## Document passage

+ + + + + + +

CHECKLIST: Here’s what you need to do if you move away from Sweden

What authorities do you need to inform before you leave, are you liable to Swedish tax and how can you access your Swedish pension? Here's a checklist.

CHECKLIST: Here's what you need to do if you move away from Sweden

Tell the relevant authorities if you’re leaving for more than a year

If you’re planning on leaving Sweden for more than a year, you will have to let the authorities know. The main authorities in question are Skatteverket (the Tax Agency) and Försäkringskassan (the Social Insurance Agency).


You have to tell Försäkringskassan when you leave so they can assess whether or not you still qualify for Swedish social insurance. As a general rule, you aren’t eligible for Swedish social insurance if you move away from Sweden, but there are exceptions, such as maternity or paternity benefits if you’re moving to another EU country.

This also applies to any family members who move with you – any over-18’s should send in their own documentation to Försäkingskassan about their move abroad. If you’re moving abroad with anyone under 18, you can include them in your own report to Försäkringskassan.

If both legal guardians are moving abroad together, both need to include any children in their application. If one legal guardian is moving abroad and the other is staying in Sweden, you need the guardian staying in Sweden to co-sign your application. If you are the sole legal guardian of any under-18’s travelling with you, you don’t need any documentation from the other parent.

You can register a move abroad with Försäkringskassan on the Mina sidor service on their website, here (log in with BankID).


If you are moving abroad for a year or longer, you also need to tell the Tax Agency. This also applies if you were planning on moving abroad for less than a year but ended up staying for longer.

If you move to another Nordic country, you will also need to register your move with that country’s authorities if you will be there for six months or more. You’ll be deregistered from the Swedish population register the same day you become registered in another Nordic country’s register.

This doesn’t mean that you’ll lose your personnummer – you’ll still be able to use it if you ever move back to Sweden – but you will no longer be registered as resident in Sweden.

Similarly to Försäkringskassan, you will also need to report any children you are bringing with you, and both legal guardians must sign the form, whether or not both guardians are moving abroad or not.

+ + + + + + +

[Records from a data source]
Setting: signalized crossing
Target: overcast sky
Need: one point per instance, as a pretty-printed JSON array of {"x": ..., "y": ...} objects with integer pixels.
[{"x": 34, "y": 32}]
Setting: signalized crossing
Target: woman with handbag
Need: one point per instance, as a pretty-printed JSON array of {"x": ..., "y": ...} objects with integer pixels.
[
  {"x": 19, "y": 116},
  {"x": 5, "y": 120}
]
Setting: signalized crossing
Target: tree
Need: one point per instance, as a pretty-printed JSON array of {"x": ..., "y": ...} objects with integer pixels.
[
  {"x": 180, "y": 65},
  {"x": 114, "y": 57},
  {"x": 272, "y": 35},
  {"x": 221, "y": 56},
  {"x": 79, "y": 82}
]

+ + + + + + +

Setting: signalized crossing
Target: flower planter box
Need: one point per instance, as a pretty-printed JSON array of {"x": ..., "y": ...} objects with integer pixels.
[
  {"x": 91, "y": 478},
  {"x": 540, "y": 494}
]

+ + + + + + +

## Short exercise 1
Using the checklist on moving away from Sweden, answer these:
(a) Which two authorities does it name as the main ones to inform?
(b) Where can a move abroad be registered with Försäkringskassan?
(c) How long must you be staying in another Nordic country before you also register your move with that country's authorities?
## Short exercise 2
Locate each line of the records containing the string "Target", and copy those lines.
The text and the records were drawn from separate sources.

## Exercise output 1
(a) Skatteverket (the Tax Agency) and Försäkringskassan (the Social Insurance Agency).
(b) On the Mina sidor service on Försäkringskassan's website, logging in with BankID.
(c) Six months or more.

## Exercise output 2
Target: overcast sky
Target: woman with handbag
Target: tree
Target: flower planter box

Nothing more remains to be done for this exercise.